ABOUT THIS EXERCISE
Each line of the records below that holds "reporting" should be returned.

EXTRACTED ENTRIES
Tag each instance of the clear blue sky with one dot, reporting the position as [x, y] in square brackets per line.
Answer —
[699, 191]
---
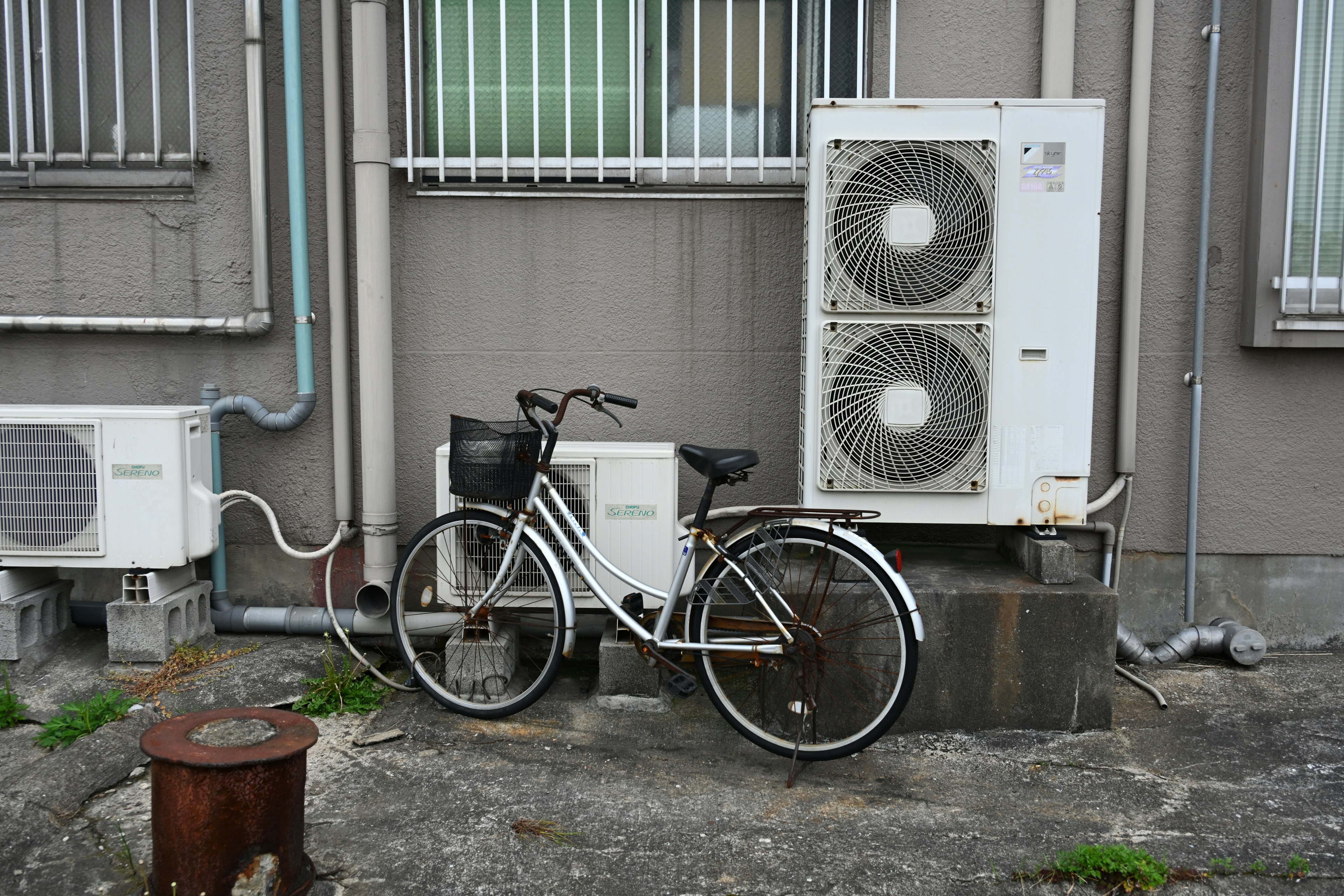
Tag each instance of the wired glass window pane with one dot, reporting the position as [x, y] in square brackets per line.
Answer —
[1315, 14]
* * *
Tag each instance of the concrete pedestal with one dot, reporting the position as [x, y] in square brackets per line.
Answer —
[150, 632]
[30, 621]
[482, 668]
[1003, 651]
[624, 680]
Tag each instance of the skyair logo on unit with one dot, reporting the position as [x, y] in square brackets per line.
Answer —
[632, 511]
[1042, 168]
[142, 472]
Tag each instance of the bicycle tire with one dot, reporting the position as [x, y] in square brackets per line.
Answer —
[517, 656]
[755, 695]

FINISHED EXERCISE
Tag each instance of the clear blue sky with one dot, reporting the position as [x, y] in square brackets per line.
Tag each instance of the wired glass window pane with one dot, reporting the position as [x, y] in square brackets per line.
Tag each instance of the concrete pedestal with one dot, reporting the position as [x, y] in square brackets per line.
Tag each instance of the skyair logo on unit with one dot, reporting the position as [x, y] in square brackets per line.
Tag each instance of the bicycle tire with one dot, reporting the position as [x, y] in square brackets per line.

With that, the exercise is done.